### [CONSEGNA A]
Si riproduca fedelmente il passo del testo sulla fisica aristotelica che inizia con le parole contenenti "Ora, a nostro" e termina con "libri VI e VIII.".

### [ESTRATTO FORNITO]

■ ■ ■ ■ ■

Per Aristotele, le esperienze sensibili comuni costituiscono l’insieme dei fatti naturali; per lui, non vi sono certo delle proprietà fisiche definitivamente nascoste ai nostri sensi. La fisica aristotelica si limita alle superfici delle cose, alle forme delle cose così come appaiono nell’esperienza sensibile comune, nella fenomenologia del soggetto umano. Il laboratorio d’Aristotele è la vita quotidiana.
Per un fisico contemporaneo, Aristotele ha commesso l’errore di rigettare l’ipotesi di una struttura del cosmo non-direttamente osservabile. Il successo tecnico della fisica moderna, che trova le sue origini nella critica alla fisica aristotelica, ne sarebbe, a posteriori, la prova.
Ora, a nostro parere, se un errore è stato commesso si è trattato di un errore geniale, un errore che ha generato la fisica come scienza, un errore al quale la fisica contemporanea sta per ritornare come a quella origine che può rinnovarla.
L’argomentazione d’Aristotele sul tempo è sottile; e tutta serrata negli ultimi cinque capitoli del libro IV del trattato La Fisica; ma egli vi ritorna in altre parti della stessa opera, e particolarmente nel libri VI e VIII.
Qui ci limitiamo a evidenziare i passi più significativi del IV libro, pur restando vigili verso le altre considerazioni sull’argomento che appaiono altrove nel testo. Dopo aver introdotto questi passi, proveremo a scorgervi la loro pertinenza all’epistemologia contemporanea.
2. Il tempo come cosa che esiste e il tempo come cosa che non esiste, ovvero la natura del tempo
Il capitolo decimo del libro IV si apre ponendo due quesiti: il tempo esiste? e se esiste, cos’è?
Aristotele sviluppa il primo quesito a mezzo di due considerazioni che negano l’esistenza del tempo: a) il «passato» e il «futuro» non esistono; b) il «presente» e l’«adesso» non appartengono al tempo.
La prima considerazione non è argomentata; lo Stagirita considera, in effetti, come auto evidente, cioè di senso comune, che il passato è una parte del tempo, precisamente quella che non esiste più; mentre il futuro è quella parte che non esiste ancora.

■ ■ ■ ■ ■

### [VOCI FORNITE]
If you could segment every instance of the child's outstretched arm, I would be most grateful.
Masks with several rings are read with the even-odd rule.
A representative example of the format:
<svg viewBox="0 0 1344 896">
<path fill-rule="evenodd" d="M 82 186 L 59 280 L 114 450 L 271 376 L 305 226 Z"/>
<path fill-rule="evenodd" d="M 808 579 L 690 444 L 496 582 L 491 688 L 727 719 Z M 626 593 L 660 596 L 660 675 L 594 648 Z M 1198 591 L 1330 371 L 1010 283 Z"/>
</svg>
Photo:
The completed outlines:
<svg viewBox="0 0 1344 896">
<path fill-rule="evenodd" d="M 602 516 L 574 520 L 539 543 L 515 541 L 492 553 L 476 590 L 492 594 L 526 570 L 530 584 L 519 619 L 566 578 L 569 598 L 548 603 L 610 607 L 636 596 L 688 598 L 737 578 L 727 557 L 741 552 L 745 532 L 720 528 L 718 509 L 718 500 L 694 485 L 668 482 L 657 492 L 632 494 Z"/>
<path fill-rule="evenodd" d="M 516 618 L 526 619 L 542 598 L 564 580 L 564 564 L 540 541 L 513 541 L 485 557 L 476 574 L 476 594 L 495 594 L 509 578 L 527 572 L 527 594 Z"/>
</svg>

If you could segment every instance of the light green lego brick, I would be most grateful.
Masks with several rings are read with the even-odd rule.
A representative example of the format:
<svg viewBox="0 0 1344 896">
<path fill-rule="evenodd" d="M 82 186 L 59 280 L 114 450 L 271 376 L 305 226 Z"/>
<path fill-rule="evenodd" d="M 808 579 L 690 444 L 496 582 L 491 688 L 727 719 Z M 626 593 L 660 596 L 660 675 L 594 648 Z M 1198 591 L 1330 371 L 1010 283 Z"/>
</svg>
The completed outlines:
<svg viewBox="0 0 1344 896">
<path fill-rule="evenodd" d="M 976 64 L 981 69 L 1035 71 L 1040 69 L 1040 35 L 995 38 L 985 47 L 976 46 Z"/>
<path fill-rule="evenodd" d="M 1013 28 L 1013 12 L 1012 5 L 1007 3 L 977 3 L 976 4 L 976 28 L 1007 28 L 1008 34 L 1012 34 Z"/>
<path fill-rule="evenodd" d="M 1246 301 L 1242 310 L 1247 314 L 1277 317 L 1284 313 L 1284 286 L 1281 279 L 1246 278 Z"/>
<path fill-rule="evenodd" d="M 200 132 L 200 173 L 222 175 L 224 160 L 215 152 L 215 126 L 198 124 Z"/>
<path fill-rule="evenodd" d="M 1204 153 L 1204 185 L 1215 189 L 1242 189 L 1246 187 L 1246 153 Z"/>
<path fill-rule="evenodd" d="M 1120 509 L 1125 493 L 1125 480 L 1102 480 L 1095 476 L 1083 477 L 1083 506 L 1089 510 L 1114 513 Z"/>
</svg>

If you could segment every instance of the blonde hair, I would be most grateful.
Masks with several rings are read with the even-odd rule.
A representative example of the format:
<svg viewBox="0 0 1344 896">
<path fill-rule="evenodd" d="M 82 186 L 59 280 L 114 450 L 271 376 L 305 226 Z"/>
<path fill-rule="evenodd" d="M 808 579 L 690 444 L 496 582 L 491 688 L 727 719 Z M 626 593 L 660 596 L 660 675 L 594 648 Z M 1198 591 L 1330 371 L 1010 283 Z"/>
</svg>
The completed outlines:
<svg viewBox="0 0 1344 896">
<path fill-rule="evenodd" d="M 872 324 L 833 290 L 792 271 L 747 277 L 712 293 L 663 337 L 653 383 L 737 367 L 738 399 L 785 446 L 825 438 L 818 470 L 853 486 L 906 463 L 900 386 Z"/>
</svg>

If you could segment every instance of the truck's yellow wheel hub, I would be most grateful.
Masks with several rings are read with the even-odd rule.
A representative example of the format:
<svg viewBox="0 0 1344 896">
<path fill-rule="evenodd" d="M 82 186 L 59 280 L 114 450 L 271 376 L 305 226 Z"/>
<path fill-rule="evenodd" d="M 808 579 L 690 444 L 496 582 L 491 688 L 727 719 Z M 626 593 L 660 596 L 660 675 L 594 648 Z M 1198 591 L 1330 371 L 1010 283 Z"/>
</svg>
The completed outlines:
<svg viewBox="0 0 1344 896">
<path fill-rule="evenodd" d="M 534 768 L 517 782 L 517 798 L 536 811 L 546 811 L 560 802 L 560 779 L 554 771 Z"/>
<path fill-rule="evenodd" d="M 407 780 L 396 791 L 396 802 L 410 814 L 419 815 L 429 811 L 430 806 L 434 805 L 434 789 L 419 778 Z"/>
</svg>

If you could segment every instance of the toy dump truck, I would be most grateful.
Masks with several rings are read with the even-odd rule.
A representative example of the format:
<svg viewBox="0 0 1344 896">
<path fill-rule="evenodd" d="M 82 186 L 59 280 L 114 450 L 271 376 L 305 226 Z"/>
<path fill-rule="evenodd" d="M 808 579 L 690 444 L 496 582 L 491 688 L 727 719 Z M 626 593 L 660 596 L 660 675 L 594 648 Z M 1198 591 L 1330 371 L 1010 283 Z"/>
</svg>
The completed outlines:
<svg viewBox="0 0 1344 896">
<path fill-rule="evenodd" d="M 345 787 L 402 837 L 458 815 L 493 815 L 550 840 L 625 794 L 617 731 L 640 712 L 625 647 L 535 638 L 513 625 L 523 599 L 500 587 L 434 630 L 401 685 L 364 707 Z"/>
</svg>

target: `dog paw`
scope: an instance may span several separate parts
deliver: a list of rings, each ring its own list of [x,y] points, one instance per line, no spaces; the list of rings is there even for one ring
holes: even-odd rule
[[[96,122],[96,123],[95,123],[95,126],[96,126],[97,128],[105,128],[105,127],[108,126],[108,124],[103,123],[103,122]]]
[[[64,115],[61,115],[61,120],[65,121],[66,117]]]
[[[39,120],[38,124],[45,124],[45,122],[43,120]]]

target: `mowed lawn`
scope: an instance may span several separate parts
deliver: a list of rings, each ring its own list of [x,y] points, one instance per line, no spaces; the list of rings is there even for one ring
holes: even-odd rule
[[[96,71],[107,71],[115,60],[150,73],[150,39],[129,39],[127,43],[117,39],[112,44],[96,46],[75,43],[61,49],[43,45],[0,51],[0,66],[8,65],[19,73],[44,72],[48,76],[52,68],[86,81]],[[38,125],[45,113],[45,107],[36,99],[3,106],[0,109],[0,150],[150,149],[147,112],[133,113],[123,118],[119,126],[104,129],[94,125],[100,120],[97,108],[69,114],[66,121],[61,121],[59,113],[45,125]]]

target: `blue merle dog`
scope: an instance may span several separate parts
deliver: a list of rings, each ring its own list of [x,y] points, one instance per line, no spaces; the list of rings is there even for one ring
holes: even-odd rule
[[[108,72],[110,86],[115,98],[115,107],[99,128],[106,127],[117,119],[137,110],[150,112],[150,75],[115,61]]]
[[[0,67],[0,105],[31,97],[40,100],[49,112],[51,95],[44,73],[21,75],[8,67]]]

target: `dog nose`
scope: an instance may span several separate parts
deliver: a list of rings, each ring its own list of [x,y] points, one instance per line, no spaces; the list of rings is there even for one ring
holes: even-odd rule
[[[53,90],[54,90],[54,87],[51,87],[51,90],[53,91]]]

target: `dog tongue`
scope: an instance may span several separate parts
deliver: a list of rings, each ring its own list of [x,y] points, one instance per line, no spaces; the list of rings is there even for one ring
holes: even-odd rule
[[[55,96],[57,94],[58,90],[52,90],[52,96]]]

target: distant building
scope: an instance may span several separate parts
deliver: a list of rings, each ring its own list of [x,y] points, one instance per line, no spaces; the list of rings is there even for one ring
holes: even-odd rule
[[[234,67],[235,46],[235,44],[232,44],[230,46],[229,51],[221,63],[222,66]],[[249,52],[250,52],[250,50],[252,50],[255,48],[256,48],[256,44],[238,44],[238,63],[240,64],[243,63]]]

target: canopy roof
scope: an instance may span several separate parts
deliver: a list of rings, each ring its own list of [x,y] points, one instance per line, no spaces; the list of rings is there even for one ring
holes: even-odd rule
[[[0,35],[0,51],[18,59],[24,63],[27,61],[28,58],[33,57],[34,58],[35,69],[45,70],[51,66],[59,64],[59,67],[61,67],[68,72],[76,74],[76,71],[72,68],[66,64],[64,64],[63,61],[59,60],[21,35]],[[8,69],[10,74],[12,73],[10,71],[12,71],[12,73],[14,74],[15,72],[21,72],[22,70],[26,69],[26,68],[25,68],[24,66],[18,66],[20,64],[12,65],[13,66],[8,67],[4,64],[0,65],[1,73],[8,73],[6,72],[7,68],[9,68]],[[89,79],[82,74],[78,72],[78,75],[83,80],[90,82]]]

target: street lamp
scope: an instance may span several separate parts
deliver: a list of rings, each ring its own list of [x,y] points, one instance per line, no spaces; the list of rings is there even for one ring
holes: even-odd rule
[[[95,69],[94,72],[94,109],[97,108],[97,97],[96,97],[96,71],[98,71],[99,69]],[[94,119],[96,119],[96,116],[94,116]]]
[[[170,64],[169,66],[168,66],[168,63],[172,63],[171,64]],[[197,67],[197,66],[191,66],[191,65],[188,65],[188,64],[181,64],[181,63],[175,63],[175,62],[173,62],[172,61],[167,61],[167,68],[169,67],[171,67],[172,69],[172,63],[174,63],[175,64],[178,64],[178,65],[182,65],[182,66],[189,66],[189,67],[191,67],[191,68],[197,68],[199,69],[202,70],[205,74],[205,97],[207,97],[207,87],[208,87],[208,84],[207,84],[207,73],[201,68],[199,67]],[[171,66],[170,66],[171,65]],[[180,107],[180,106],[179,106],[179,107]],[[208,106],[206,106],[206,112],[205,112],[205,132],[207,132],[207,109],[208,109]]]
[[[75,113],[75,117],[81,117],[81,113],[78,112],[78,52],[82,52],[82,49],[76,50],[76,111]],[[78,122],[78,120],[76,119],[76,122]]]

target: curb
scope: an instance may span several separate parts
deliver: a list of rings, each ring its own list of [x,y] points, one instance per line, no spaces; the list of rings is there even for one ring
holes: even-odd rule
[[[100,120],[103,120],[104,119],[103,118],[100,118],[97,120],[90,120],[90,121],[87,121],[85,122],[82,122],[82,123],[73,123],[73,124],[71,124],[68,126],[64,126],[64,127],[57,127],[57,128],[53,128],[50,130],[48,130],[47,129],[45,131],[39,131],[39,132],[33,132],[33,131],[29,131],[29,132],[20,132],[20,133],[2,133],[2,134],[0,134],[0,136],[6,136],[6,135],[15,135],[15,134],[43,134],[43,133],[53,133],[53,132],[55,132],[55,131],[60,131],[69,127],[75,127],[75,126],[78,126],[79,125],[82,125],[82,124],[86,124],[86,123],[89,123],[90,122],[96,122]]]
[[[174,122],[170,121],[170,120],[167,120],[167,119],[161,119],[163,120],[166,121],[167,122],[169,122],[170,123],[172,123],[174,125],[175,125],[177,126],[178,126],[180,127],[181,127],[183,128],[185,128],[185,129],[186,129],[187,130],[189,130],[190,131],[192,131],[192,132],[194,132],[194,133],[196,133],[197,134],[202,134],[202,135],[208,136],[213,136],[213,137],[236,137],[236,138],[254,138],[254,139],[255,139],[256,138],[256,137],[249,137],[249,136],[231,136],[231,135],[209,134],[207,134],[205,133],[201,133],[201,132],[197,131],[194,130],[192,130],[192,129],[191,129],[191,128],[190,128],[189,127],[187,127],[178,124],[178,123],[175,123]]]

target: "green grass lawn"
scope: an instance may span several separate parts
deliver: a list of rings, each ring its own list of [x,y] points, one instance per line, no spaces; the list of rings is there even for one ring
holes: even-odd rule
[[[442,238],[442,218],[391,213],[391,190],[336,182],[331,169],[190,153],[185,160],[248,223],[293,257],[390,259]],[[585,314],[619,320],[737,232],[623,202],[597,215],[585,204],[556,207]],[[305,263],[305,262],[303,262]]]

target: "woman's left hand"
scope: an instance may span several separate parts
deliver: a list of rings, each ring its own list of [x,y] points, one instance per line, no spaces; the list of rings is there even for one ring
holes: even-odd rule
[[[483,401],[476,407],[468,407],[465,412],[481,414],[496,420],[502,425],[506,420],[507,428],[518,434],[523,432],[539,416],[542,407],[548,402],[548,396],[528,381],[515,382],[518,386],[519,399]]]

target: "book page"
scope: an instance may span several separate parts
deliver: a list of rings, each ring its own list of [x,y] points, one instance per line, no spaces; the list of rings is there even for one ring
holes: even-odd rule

■ ■ ■ ■ ■

### [CONSEGNA B]
Si riportino le righe dell'elenco dall'inizio fino alla riga contenente "602 516 L 574", estremi inclusi, rinominando "outstretched arm" in "raised arm" e lasciando invariato tutto il resto.

### [RISPOSTA SCRITTA A]
Ora, a nostro parere, se un errore è stato commesso si è trattato di un errore geniale, un errore che ha generato la fisica come scienza, un errore al quale la fisica contemporanea sta per ritornare come a quella origine che può rinnovarla.
L’argomentazione d’Aristotele sul tempo è sottile; e tutta serrata negli ultimi cinque capitoli del libro IV del trattato La Fisica; ma egli vi ritorna in altre parti della stessa opera, e particolarmente nel libri VI e VIII.

### [RISPOSTA SCRITTA B]
If you could segment every instance of the child's raised arm, I would be most grateful.
Masks with several rings are read with the even-odd rule.
A representative example of the format:
<svg viewBox="0 0 1344 896">
<path fill-rule="evenodd" d="M 82 186 L 59 280 L 114 450 L 271 376 L 305 226 Z"/>
<path fill-rule="evenodd" d="M 808 579 L 690 444 L 496 582 L 491 688 L 727 719 Z M 626 593 L 660 596 L 660 675 L 594 648 Z M 1198 591 L 1330 371 L 1010 283 Z"/>
</svg>
Photo:
The completed outlines:
<svg viewBox="0 0 1344 896">
<path fill-rule="evenodd" d="M 602 516 L 574 520 L 539 543 L 515 541 L 492 553 L 476 590 L 492 594 L 526 570 L 530 584 L 519 619 L 566 578 L 569 598 L 548 603 L 610 607 L 636 596 L 688 598 L 737 578 L 727 557 L 741 552 L 745 532 L 720 528 L 718 509 L 718 500 L 694 485 L 668 482 L 657 492 L 632 494 Z"/>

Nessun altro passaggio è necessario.